Last year, fellow Goonhammer author and long-standing NOVA Narrative player Dan “Cha Boi” Boyd ran the event, using a modified Crusade rule system over the event’s 6 games. This year Dan is a little preoccupied with the experience of being a first-time dad, and so I’ve agreed to take on the challenge of running the Narrative.

Of course, this a huge fucking problem, because I have insane Campaign Brain. I love running and particularly designing campaigns – tabletop RPGs, 40k, whatever. I love creating custom missions and designing mechanics and setting the stage for a cool narrative. And as much as I’ll miss playing in the GT, I absolutely plan to crush the shit out of the Narrative.

What is This Series About?

Which brings me to the point of this article and the series itself – Over the next 12 or so weeks I’m going to be walking through my process designing the GHO Narrative, the thought process behind it, and talking about the mechanics that will drive it. If you’re looking for inspiration around designing you’re own campaign, then hopefully this will help you. If you’re in the narrative and looking for advance information about it, then this series will also help you. If you’re a competitive player who never saw the appeal in Narrative events but clicked on this article and now you’re committed to reading it, well I think this will have some things for you too. Hopefully there will be something for everyone.

The Basic Constraints

Building something like this starts with an acknowledgement of constraints, because ultimately those limitations are going to drive a lot of the design choices I’ll end up making. There aren’t a ton of things I need to adhere to for this, but they’re pretty much non-negotiable.

  • It has to be a two-day event. We’ve only got the space for two days, so this one is pretty rock-solid. That also caps the number of rounds we can realistically run to somewhere around 6-9, though we want to try and finish early enough on Sunday to pack up and get out of the venue at a reasonable hour.
  • It has to max out at 24 players. There’s some give here, but realistically this is the number of people we want. It’ll support a team structure, and this is both the same number of tables we had the year prior and what we’ve got terrain to cover.
  • It has to use Crusade. We’ve been working really hard on Administratum and one of the reasons is because we love the Crusade rules. So I want to make sure that we’re using those rules and also the sweet app we’ve built for managing them.
  • It should roughly line up with the GT. OK this is the least important of the rules, but one I’m setting. Some of the hardcore NOVA Narrative guys like doing night games but I like my Warhammer to run from 9 to 5, roughly. Give me games that end before dinner so I can go out with my friends and have a good time. We didn’t have the events synched up last year and it made doing a Fogo group dinner a nightmare. So this year we’re doing mostly 9 to 6 for scheduling.

SUPPLIED MATERIAL ▸
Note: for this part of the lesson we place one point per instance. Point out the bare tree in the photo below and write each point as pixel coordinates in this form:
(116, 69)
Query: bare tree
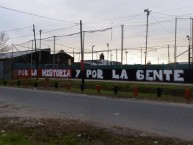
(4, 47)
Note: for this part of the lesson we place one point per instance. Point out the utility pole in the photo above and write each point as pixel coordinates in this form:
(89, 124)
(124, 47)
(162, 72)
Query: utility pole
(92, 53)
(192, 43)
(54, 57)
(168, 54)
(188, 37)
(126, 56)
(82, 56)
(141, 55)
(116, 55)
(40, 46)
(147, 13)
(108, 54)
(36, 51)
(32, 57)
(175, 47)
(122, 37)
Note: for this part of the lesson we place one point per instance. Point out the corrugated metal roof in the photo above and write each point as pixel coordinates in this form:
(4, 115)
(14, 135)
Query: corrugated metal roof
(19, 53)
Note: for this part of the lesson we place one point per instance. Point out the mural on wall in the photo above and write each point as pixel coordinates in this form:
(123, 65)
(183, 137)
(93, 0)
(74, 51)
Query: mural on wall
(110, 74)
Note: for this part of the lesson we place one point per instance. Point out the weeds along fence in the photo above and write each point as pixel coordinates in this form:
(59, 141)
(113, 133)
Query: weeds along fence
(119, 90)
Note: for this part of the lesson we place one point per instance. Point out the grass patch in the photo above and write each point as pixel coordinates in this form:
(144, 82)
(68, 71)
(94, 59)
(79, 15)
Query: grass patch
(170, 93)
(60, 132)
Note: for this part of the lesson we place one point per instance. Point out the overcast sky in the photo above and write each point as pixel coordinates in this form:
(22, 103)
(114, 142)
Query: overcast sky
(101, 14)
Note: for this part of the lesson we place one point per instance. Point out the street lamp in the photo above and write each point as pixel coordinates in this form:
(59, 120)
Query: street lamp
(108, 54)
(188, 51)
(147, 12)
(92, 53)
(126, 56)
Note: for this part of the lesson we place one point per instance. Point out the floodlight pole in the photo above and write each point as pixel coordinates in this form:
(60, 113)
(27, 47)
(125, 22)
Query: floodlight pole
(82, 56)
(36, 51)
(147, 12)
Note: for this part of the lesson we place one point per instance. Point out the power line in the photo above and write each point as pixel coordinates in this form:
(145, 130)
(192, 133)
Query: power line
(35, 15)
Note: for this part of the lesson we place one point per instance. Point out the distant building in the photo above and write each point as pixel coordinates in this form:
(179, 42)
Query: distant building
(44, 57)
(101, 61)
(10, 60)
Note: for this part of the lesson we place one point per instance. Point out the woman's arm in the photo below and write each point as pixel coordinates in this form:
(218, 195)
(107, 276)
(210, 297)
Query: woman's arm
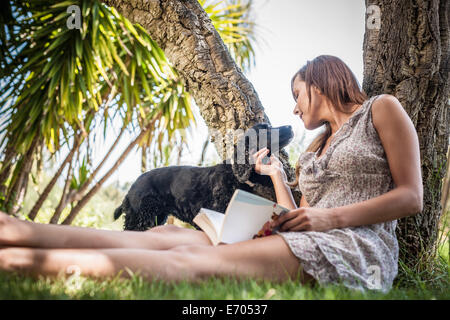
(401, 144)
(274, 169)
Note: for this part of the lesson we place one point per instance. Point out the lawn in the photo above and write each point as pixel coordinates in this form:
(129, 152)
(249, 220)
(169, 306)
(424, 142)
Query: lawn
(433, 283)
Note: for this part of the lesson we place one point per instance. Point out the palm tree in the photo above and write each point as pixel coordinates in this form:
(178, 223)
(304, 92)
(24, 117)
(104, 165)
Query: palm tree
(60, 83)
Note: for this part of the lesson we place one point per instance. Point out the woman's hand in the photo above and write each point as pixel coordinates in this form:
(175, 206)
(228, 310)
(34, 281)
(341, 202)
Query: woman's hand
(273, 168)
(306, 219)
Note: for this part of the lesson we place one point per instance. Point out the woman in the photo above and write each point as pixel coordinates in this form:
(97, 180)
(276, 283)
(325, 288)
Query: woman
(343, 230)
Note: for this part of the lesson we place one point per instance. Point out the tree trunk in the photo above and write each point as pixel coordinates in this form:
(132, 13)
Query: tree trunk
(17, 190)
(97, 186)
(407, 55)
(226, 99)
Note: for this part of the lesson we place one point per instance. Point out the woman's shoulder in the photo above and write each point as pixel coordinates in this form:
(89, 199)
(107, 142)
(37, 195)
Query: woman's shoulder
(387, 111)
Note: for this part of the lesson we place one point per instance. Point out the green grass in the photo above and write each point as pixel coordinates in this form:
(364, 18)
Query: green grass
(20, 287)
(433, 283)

* * *

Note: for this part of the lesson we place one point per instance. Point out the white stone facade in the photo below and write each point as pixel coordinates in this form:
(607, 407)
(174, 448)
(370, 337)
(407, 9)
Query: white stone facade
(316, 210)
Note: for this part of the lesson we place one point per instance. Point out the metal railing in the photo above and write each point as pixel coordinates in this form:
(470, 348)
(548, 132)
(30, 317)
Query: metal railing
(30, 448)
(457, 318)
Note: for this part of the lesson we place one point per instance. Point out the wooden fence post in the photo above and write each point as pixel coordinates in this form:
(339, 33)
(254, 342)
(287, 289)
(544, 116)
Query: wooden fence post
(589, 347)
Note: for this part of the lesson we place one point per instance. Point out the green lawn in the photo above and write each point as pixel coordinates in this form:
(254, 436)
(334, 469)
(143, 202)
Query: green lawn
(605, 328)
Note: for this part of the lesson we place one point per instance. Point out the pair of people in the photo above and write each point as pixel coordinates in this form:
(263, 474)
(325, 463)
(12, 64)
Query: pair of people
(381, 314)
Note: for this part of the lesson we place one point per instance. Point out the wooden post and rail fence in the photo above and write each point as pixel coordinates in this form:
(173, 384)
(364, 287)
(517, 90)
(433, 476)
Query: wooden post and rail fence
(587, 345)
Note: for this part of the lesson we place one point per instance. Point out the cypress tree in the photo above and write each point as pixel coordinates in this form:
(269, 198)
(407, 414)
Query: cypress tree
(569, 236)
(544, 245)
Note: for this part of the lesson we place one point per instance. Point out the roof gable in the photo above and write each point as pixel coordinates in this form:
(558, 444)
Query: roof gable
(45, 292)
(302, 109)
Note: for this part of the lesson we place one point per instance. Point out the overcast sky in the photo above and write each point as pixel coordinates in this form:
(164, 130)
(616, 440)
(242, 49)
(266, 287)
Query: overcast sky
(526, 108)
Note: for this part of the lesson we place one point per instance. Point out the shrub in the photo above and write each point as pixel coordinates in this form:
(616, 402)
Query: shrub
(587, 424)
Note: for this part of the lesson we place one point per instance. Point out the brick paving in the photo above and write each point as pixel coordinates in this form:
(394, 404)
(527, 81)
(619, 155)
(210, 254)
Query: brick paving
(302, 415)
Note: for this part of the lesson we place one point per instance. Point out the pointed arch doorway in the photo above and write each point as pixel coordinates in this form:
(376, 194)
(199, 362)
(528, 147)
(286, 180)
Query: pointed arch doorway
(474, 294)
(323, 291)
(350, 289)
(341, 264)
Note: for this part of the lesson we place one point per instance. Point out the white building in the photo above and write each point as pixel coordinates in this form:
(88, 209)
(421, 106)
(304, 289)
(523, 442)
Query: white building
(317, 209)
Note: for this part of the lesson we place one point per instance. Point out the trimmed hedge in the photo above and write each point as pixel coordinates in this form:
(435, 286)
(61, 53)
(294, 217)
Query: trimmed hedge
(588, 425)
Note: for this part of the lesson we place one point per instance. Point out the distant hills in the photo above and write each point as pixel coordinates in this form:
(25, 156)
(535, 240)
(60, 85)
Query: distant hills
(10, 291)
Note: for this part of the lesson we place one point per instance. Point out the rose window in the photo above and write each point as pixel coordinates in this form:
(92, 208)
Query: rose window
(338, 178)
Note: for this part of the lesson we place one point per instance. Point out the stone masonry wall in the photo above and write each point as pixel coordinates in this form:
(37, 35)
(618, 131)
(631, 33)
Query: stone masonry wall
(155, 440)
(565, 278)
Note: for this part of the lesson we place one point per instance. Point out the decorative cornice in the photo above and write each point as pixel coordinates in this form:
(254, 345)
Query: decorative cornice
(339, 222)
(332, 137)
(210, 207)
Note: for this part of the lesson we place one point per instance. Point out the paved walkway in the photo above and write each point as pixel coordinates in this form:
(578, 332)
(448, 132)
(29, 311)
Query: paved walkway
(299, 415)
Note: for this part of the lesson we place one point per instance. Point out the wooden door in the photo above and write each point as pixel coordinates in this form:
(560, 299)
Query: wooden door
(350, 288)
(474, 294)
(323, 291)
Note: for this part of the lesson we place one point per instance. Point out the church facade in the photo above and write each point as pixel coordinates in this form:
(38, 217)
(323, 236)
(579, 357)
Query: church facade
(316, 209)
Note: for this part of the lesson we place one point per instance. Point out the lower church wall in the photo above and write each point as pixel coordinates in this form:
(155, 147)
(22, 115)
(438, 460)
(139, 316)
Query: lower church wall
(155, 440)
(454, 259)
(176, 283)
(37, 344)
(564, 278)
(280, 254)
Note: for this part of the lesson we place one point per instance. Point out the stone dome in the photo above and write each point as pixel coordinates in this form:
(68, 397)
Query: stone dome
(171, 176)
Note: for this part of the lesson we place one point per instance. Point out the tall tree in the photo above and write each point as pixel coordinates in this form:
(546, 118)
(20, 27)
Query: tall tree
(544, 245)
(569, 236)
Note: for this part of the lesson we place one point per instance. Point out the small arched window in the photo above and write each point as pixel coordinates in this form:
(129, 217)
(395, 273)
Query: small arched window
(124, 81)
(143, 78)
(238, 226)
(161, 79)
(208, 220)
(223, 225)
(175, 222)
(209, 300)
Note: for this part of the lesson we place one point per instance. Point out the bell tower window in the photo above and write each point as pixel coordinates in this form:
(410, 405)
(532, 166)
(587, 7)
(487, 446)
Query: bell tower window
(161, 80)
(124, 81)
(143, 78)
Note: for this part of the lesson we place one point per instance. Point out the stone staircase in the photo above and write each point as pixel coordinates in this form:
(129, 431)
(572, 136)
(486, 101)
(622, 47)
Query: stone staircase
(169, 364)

==

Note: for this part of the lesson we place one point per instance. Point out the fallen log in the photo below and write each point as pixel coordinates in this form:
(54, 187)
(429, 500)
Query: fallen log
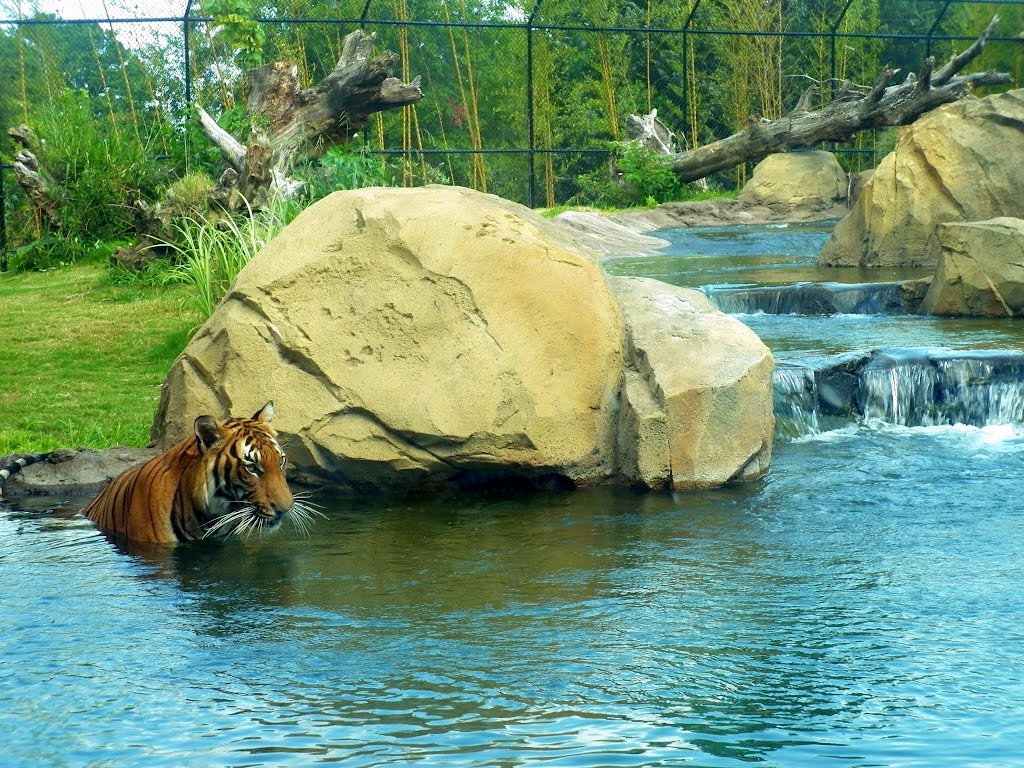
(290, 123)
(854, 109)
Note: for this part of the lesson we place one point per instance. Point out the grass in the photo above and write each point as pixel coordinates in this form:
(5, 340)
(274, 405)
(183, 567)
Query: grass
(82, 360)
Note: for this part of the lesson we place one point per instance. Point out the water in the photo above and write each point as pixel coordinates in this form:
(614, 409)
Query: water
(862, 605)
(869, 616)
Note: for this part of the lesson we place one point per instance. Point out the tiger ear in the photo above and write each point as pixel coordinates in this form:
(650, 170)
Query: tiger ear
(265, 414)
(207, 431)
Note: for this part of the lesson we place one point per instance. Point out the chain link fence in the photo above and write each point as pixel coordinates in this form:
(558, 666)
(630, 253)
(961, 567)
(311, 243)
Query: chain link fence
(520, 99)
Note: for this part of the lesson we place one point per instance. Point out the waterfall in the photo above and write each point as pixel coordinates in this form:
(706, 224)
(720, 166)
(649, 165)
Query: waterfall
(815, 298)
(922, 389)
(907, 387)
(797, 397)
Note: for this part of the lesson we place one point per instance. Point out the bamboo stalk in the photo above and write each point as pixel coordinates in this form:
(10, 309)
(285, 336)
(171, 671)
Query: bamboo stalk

TASKS TO CARRY OUT ▸
a - Could you recast the paragraph of the GHO Narrative article that begins "Which brings me to the point" as a short bulleted list of its main points?
b - Would you carry on the GHO Narrative article from the point where it stops?
The entries have no connection to the GHO Narrative article.

OUTPUTS FOR THE TASKS ▸
a -
- Over the next 12 or so weeks, the author will walk through the process of designing the GHO Narrative, the thinking behind it, and the mechanics that will drive it.
- The series should help readers who want inspiration for designing their own campaign.
- It will give advance information to players taking part in the Narrative.
- It should also offer something to competitive players who never saw the appeal of Narrative events.

b -
Lessons Learned from Prior Events

Although I didn’t run last year’s Narrative, I helped out a bit on it and talked to Dan Boyd before and after, and there are a few lessons I took away from his event. There are also a few things I learned from the GW US Open event in Seattle earlier this year. The first thing is that our method of handling experience – doubling the XP gained – was too aggressive. People gained too much XP, too fast. We didn’t need to double it. At the same time, the Seattle event taught me that too many people found the Crusade tracking and scoring too complex, and so we need to simplify the unit tracking a bit during and between games. I like the Crusade framework but I need something that will be easier to track and also allow meaningful progression in a short period of time.

Credit: Robert “TheChirurgeon” Jones

The Big Idea

OK with those constraints, let’s talk structure. I really believe that narrative events need to have a decent narrative, to not only set the proper mood but also to help create a sense of what’s at stake (though I’ll cover stakes more later). To that end, although I’ll likely have to create a Vigilus-like “everyone is fighting over this one planet”-style narrative that always feels vaguely slapdash, I can at least create a narrative that doesn’t have Imperium fighting itself. So for this event I decided to split my 24 players up into three teams: Imperium, Chaos, and Xenos, eight players each. This means that each round I can have four Imperium vs. Chaos battles, four Imperium vs. Xenos, and four Chaos vs. Xenos battles. 2on2 battles are a possibility, but not one I’m actually going to have – I’ll likely avoid having team games in the campaign.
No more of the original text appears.